*Reading text*.
Views expressed in opinion columns are the author's own.
Many of us are worried the courts may not see the thinly veiled discriminatory substance of President Trump's "revised" travel ban. Many of us are worried numerous culturally, commercially, educationally and emotionally enriching trips will no longer take place, that many bright students from those six countries who have been admitted to U.S. universities will not be able to come here to teach us and learn from us. And of course, none of us can be indifferent to the granny who might not be able to see her grandkids.
But I am an educator. All my career, I have told my students: Life does not give us all the tools we need in the order we need them. The happy and the successful among us are those who can convert what they have into tools. In this sense, the discriminatory travel ban against citizens of six nations, who have not to this day carried out a single fatal terrorist attack on U.S. soil, is a powerful tool. It is a teachable moment.

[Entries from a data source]
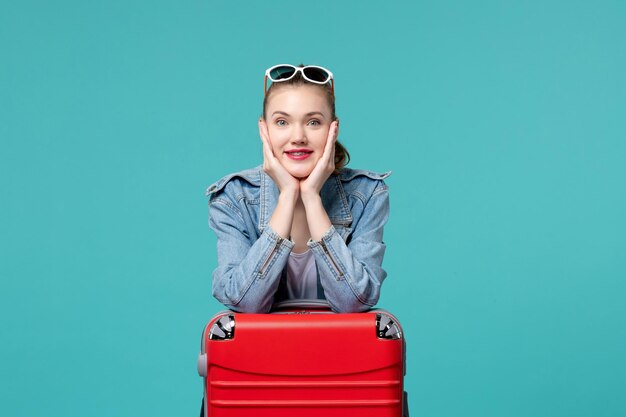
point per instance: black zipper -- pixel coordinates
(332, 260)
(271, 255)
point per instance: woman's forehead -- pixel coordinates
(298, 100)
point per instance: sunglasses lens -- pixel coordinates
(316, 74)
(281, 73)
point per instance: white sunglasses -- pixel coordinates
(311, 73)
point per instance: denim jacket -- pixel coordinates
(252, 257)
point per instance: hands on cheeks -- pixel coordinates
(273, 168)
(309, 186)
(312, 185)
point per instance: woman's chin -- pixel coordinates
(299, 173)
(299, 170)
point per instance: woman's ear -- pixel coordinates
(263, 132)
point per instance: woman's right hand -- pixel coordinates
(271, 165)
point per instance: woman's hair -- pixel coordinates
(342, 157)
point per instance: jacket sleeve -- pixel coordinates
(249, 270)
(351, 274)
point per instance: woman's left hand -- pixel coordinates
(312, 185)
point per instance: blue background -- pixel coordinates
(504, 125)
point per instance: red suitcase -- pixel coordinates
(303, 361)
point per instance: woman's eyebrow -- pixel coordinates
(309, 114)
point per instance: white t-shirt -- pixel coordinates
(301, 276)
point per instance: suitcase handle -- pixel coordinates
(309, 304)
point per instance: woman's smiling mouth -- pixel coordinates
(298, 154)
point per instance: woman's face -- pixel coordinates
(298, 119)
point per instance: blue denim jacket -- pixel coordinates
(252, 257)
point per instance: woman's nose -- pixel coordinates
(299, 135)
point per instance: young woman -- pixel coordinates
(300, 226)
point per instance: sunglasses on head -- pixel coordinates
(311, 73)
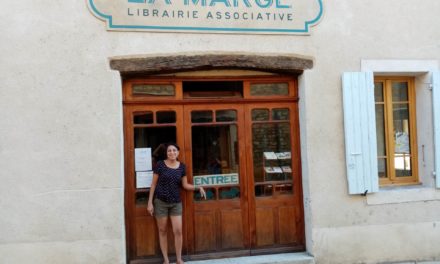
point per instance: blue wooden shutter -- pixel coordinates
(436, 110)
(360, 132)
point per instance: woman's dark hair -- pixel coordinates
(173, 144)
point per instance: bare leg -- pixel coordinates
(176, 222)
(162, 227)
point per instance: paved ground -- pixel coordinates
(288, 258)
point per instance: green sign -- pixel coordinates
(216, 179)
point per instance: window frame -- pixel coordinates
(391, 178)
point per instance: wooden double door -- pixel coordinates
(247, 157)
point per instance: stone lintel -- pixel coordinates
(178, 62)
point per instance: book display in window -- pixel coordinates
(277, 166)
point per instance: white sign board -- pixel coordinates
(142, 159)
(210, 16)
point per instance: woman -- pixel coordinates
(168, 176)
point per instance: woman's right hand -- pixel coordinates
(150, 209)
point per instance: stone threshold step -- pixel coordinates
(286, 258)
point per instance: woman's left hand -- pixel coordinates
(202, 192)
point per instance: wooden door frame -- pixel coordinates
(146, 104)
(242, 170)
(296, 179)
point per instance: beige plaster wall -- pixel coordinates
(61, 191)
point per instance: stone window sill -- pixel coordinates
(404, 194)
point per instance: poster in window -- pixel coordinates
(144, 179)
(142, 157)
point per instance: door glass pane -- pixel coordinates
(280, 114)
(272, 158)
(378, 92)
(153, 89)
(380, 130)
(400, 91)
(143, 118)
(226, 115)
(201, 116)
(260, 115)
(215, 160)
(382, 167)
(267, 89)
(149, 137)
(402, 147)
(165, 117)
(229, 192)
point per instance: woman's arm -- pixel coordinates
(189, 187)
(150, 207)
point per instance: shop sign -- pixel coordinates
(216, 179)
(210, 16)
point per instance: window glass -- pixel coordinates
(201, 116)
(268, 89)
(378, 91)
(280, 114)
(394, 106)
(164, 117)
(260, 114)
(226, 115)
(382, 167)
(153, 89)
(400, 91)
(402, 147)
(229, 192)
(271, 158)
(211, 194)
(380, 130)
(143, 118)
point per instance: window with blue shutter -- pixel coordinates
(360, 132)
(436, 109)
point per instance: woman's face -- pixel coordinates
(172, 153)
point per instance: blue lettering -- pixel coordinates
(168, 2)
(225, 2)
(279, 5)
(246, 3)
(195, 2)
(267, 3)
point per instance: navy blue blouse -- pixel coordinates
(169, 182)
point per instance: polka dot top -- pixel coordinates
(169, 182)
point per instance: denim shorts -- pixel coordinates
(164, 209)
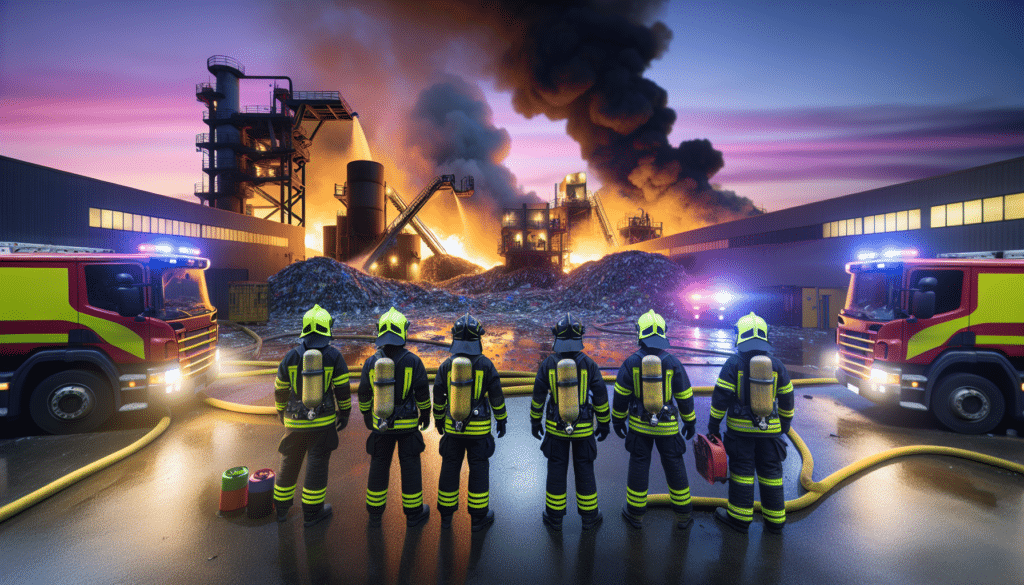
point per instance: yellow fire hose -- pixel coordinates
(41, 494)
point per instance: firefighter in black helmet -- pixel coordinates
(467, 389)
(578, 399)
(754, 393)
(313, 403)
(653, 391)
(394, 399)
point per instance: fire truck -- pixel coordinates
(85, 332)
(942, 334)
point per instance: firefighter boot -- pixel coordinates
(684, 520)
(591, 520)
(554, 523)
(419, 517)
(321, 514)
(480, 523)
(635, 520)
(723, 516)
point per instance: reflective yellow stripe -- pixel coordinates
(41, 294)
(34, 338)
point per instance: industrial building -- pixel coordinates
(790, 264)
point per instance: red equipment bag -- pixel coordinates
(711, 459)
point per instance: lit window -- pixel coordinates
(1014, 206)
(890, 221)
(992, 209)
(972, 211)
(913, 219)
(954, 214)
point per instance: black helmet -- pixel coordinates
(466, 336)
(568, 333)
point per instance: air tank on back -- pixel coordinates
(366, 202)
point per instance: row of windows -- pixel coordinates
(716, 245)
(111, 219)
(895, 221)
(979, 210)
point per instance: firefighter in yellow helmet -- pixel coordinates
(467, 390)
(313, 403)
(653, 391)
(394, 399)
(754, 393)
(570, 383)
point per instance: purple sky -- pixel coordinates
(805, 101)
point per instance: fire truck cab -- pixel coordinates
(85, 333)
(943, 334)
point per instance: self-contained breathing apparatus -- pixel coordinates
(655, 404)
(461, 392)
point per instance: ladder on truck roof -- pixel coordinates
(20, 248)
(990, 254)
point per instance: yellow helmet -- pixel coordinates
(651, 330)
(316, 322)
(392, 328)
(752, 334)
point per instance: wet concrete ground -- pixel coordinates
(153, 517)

*Aim of the task*. Transcribe the passage of the travel-ban column that begins with the words containing "Many of us are worried the" and ends with "see her grandkids.". These entries have no connection to the opinion column on the travel ban.

*Expected output*.
Many of us are worried the courts may not see the thinly veiled discriminatory substance of President Trump's "revised" travel ban. Many of us are worried numerous culturally, commercially, educationally and emotionally enriching trips will no longer take place, that many bright students from those six countries who have been admitted to U.S. universities will not be able to come here to teach us and learn from us. And of course, none of us can be indifferent to the granny who might not be able to see her grandkids.